[Records from a dataset]
= Beginning of Section =

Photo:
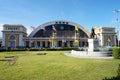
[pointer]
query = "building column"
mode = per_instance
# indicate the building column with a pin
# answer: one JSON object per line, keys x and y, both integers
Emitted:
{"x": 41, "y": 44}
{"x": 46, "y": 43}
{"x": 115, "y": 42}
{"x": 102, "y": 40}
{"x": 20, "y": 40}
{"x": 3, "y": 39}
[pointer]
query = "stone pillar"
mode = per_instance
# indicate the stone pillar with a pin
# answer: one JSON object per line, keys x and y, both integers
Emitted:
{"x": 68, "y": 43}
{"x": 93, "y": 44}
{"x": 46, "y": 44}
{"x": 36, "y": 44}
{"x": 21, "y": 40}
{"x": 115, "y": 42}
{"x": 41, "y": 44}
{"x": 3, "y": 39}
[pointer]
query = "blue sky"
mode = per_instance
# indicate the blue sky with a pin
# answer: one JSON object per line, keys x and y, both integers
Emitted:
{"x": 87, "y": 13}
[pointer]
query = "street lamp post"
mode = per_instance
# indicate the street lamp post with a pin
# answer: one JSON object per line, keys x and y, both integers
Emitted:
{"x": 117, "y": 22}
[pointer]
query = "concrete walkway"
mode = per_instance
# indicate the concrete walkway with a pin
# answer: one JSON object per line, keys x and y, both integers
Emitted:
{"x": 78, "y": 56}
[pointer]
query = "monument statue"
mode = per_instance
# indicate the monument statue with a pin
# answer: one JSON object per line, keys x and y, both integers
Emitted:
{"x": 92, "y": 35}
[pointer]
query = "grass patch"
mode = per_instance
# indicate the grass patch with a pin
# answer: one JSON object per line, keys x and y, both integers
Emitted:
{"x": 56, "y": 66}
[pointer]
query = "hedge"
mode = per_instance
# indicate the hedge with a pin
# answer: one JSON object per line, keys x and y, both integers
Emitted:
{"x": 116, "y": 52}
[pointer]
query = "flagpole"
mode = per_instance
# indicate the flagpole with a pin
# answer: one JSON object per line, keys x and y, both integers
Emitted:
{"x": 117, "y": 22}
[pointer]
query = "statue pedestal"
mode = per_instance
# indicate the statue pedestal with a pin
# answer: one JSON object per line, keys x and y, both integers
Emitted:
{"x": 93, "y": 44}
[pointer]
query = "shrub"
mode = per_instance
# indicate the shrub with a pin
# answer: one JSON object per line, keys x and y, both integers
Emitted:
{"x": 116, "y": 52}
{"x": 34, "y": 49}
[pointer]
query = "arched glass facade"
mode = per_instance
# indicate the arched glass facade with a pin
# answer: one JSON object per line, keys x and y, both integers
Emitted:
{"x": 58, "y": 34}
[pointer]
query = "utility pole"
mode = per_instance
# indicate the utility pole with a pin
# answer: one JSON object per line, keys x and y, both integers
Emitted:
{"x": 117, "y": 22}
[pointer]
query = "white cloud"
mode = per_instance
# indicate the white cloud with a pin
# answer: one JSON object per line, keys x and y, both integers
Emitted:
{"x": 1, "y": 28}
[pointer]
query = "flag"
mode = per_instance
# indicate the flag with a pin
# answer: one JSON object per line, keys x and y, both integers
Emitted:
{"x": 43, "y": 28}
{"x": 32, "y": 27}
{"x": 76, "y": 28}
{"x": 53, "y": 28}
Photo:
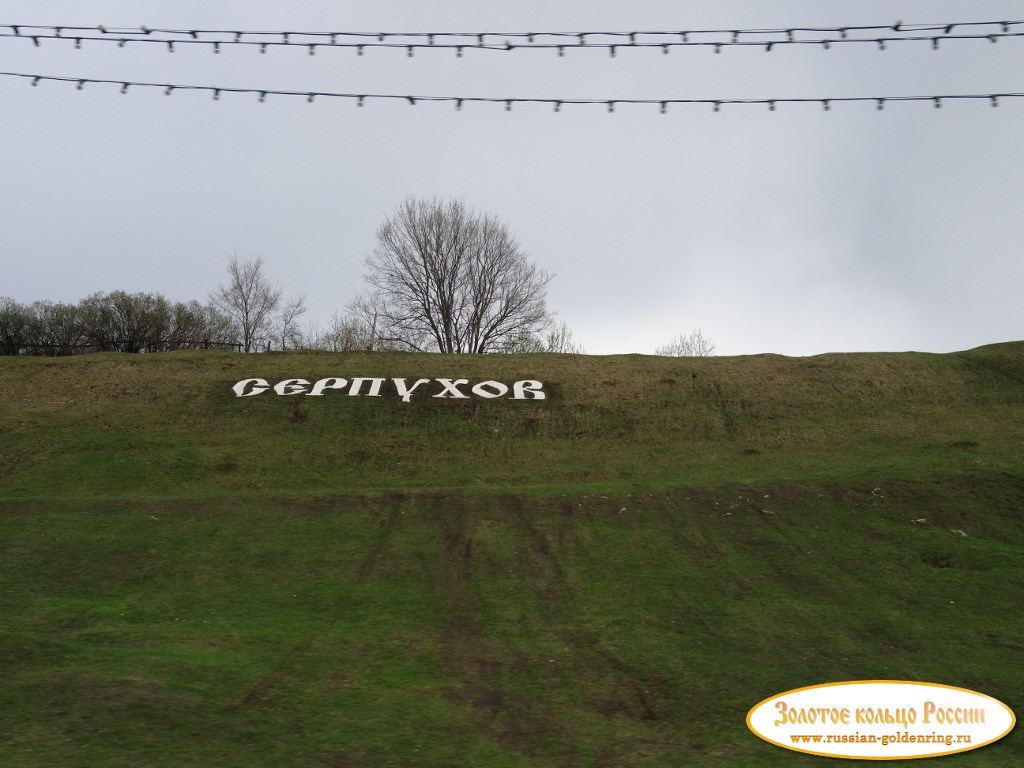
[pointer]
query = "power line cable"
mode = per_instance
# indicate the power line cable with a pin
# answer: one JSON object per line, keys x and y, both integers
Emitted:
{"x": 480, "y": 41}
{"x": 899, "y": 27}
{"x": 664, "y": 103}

= End of Section =

*Assignment:*
What lines above mention "hedge"? Copy each one.

*Written answer:*
query = "hedge"
# indicate the hedge with a pin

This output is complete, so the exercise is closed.